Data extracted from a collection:
>>>>>

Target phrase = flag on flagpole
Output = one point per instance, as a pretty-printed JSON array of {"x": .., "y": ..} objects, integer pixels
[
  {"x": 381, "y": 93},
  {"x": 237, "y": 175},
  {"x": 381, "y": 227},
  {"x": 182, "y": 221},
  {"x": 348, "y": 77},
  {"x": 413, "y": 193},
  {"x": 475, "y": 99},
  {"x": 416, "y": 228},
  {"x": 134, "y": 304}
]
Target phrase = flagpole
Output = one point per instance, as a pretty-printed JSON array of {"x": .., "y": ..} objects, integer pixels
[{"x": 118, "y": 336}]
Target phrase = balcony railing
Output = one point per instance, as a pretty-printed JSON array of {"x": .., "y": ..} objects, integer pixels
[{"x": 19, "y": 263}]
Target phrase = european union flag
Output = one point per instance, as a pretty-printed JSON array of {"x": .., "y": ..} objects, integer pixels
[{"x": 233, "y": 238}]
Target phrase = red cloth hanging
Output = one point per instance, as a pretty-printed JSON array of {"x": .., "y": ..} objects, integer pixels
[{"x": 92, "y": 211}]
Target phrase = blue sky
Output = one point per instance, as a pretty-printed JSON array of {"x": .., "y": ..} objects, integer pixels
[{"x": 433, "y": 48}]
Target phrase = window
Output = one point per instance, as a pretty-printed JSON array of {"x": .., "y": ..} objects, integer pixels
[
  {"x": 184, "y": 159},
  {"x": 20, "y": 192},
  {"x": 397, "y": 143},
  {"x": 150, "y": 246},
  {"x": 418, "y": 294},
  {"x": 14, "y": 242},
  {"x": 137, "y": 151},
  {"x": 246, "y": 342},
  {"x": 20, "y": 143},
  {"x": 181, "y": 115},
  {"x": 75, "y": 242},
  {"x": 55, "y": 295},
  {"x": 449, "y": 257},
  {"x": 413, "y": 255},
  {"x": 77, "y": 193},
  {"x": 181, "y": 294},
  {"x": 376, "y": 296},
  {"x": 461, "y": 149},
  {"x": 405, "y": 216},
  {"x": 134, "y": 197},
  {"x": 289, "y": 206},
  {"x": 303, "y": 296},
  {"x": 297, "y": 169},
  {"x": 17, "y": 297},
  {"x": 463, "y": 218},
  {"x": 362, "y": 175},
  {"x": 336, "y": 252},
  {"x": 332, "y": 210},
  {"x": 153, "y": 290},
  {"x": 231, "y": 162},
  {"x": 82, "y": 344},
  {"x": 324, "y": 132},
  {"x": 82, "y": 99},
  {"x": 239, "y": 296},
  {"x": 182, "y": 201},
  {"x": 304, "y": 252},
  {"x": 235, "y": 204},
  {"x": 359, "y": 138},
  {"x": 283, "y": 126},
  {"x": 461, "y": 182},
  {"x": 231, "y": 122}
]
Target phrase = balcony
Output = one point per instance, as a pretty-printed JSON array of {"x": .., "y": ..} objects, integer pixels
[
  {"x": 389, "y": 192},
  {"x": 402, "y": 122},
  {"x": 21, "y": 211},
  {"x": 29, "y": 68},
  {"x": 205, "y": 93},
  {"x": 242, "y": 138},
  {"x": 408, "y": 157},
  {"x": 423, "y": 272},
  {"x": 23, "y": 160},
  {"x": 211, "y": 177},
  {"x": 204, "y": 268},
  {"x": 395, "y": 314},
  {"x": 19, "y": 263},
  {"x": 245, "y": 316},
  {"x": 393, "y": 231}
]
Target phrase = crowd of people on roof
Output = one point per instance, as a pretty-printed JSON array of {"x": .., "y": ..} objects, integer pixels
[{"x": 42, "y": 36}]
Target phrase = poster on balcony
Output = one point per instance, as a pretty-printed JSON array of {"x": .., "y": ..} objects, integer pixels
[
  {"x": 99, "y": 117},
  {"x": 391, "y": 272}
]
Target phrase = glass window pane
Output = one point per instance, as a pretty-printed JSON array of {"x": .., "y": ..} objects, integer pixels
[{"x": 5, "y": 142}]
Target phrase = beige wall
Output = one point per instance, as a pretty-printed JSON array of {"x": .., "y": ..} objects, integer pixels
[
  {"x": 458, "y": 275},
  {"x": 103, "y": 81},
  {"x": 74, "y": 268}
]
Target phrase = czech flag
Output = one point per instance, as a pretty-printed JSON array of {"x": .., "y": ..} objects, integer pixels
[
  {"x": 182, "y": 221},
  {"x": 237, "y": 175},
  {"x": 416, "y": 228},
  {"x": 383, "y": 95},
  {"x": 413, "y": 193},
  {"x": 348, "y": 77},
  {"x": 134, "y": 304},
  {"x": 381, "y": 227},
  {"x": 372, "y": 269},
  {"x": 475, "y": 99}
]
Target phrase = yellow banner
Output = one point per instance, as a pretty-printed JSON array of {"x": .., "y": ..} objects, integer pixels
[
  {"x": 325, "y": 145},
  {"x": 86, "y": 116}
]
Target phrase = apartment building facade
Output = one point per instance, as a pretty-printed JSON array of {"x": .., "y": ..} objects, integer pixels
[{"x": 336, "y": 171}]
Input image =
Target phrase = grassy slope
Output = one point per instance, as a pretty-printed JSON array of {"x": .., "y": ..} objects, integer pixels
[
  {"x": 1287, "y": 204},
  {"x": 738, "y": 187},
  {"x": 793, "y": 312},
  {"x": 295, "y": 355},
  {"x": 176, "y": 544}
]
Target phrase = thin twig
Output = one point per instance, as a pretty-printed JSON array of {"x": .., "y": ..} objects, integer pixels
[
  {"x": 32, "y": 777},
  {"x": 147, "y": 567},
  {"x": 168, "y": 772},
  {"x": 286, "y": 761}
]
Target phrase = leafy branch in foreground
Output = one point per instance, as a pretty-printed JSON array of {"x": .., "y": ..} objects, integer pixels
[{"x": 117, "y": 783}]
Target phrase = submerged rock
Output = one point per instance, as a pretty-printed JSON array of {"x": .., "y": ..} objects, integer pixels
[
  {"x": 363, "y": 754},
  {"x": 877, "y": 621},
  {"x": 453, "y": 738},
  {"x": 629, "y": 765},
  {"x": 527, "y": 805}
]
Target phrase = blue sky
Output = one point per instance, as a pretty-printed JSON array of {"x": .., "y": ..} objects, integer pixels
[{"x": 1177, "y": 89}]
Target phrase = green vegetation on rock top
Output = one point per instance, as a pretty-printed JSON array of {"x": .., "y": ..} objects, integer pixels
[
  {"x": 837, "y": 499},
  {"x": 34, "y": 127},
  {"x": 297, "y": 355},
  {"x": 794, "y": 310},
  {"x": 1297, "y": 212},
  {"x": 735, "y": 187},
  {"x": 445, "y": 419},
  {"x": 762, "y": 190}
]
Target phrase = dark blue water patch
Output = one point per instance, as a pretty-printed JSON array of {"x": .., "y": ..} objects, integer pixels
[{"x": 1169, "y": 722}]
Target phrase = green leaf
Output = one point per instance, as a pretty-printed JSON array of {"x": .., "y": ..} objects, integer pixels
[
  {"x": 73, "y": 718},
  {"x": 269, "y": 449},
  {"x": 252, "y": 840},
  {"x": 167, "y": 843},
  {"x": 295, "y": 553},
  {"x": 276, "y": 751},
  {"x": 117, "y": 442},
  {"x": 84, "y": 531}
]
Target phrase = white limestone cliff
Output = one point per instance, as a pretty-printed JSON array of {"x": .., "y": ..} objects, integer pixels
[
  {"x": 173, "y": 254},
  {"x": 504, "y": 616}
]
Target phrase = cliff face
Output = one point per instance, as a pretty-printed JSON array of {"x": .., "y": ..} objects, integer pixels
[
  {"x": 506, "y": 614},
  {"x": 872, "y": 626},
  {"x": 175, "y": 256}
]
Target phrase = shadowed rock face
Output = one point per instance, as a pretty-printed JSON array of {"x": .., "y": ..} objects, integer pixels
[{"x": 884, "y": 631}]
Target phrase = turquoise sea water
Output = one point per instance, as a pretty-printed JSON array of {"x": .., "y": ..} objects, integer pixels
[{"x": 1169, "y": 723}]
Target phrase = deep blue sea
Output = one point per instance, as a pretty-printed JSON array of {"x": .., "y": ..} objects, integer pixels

<<<<<

▸ **TASK TO CARRY OUT**:
From the records above, print exactly the lines that run from the line with "Target phrase = submerged rock" to the line with "Target phrase = deep blue sea", inclusive.

▸ **YOUR SOLUTION**:
Target phrase = submerged rock
Output = one point per instance, as a pretty-printed JSON array of {"x": .., "y": ..} objects, integer pixels
[
  {"x": 363, "y": 754},
  {"x": 877, "y": 621},
  {"x": 453, "y": 738},
  {"x": 629, "y": 765},
  {"x": 527, "y": 805}
]
Target phrase = blue sky
Output = one point per instance, as a pretty-printed JSON array of {"x": .., "y": ..} objects, integer pixels
[{"x": 1177, "y": 89}]
Target phrase = green vegetation on rock top
Output = one point per instance, as a pretty-printed JSON array of {"x": .., "y": ..} objects, integer pixels
[
  {"x": 837, "y": 499},
  {"x": 34, "y": 127},
  {"x": 297, "y": 355},
  {"x": 794, "y": 310},
  {"x": 1297, "y": 212},
  {"x": 735, "y": 187},
  {"x": 445, "y": 419},
  {"x": 762, "y": 190}
]
Target phrase = dark blue water patch
Output = one point per instance, as a pretty-printed JSON array of {"x": .., "y": ..} objects, integer pixels
[{"x": 1169, "y": 722}]
Target phrase = green leaf
Output = one point per instance, as a pretty-printed JSON array of {"x": .., "y": ..} objects, integer pixels
[
  {"x": 73, "y": 718},
  {"x": 269, "y": 449},
  {"x": 252, "y": 840},
  {"x": 167, "y": 843},
  {"x": 295, "y": 553},
  {"x": 276, "y": 751},
  {"x": 117, "y": 442},
  {"x": 84, "y": 531}
]
Target phrase = white limestone cliff
Output = one point per instance, as a pretty-printed JSON array of {"x": .., "y": ..} objects, integer pixels
[
  {"x": 173, "y": 254},
  {"x": 504, "y": 616}
]
Target phrase = cliff face
Output = one point per instance, as a pretty-printed JSON array of {"x": .., "y": ..} objects, integer pixels
[
  {"x": 506, "y": 614},
  {"x": 872, "y": 626},
  {"x": 175, "y": 256}
]
Target phrase = shadowed rock face
Output = one point per instance, as a pretty-printed JSON array of {"x": .., "y": ..} objects, integer pixels
[{"x": 884, "y": 631}]
Target phrase = turquoise sea water
Output = one point per instance, as a pretty-printed JSON array of {"x": .., "y": ..} objects, integer pixels
[{"x": 1169, "y": 723}]
Target phrase = deep blue sea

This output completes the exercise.